Solving Cold Cases with DNA

Learn how DNA technology is being used to solve cold cases and bring justice to victims long after the crime occurred.

How Genetic Genealogy Is Rewriting the Rules of Cold Case Investigation

For decades, cold cases represented the limits of forensic science. Evidence sat in lockers. Families waited for answers that never came. Killers aged into anonymity, secure in the belief that time was on their side.

That’s no longer true.

Since 2018, forensic genetic genealogy has fundamentally transformed cold case investigation. The breakthrough came with the Golden State Killer arrest—a serial murderer and rapist who had evaded capture for over 40 years, finally identified through DNA uploaded to a public genealogy database.

How It Works

Traditional DNA testing requires an exact match. If your suspect isn’t in CODIS (the FBI’s criminal DNA database), you get nothing.

Genetic genealogy takes a different approach. Instead of looking for the killer directly, investigators look for his relatives.

Crime scene DNA is uploaded to public genealogy databases like GEDmatch. The database returns genetic matches—third cousins, fourth cousins, distant relatives who’ve taken consumer DNA tests. Genetic genealogists then build family trees backward, tracing these connections through census records, obituaries, and birth certificates until they find where the trees intersect.

Somewhere in that intersection is the suspect.

The Numbers Tell the Story

Since 2018, genetic genealogy has helped solve hundreds of cold cases across the United States. Victims who waited decades for justice are finally getting answers:

– **April Tinsley** (1988) – Solved after 30 years
– **Marcia King, the “Buckskin Girl”** (1981) – Identified after 37 years
– **Mary Schlais** (1974) – Solved after 50 years

These aren’t just statistics. They’re daughters, sisters, mothers. People who deserved answers.

The Evidence Was Always There

What’s remarkable about many of these cases is that the evidence existed all along. DNA samples preserved in the 1980s and 1990s—too degraded or too small for the technology of their time—are now being successfully analyzed.

The science caught up.

For families still waiting, there’s reason to hope. If the evidence was preserved, if the DNA is there, the answer may be waiting to be found.

The cases aren’t cold anymore. They’re just waiting for the right technology.

* * * * * * * * *

- **INSTRUCTIONS**:
1. Which public genealogy database does the cold case article name as a place where crime scene DNA is uploaded?
2. Return the stretch of the cold case article from "The science caught" through "to be found.", copied word for word.
Draw only on the cold case article as your source.

- **DATASET RECORDS**:

* * * * * * * * *

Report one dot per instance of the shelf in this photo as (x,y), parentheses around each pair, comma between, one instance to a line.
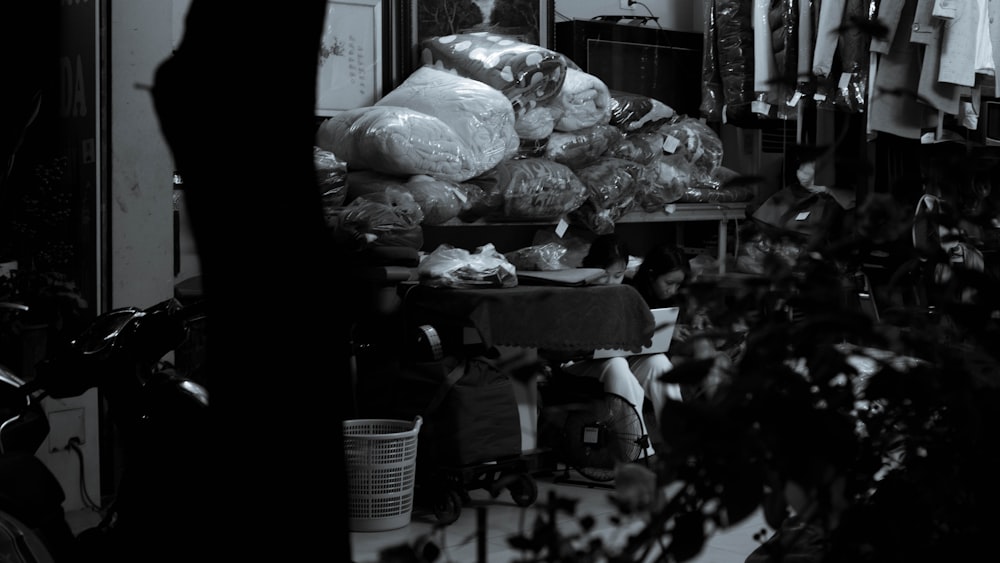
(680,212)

* * * * * * * * *

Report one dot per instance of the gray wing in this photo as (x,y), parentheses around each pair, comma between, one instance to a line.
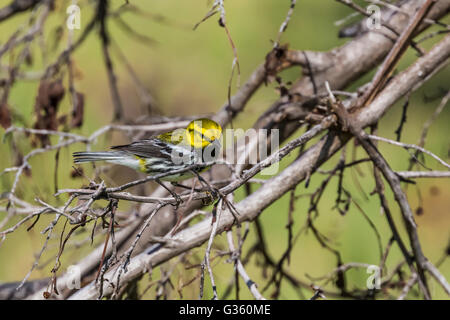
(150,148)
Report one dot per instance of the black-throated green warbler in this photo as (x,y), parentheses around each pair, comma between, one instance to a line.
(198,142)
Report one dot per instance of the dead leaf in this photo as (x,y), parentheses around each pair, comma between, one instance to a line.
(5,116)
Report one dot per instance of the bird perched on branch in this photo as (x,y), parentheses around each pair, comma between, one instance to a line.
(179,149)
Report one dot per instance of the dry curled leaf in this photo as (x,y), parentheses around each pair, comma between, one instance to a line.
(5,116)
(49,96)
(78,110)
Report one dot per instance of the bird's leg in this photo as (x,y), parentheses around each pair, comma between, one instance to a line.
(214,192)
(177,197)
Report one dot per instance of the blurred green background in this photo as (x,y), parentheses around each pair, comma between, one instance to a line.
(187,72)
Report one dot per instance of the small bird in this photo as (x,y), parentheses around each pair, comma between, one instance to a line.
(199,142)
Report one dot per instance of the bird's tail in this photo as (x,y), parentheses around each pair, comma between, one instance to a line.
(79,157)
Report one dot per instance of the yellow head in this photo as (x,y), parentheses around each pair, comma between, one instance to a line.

* * * * * * * * *

- **ANSWERS FOR THE EXERCISE**:
1. GEDmatch

2.
The science caught up.

For families still waiting, there’s reason to hope. If the evidence was preserved, if the DNA is there, the answer may be waiting to be found.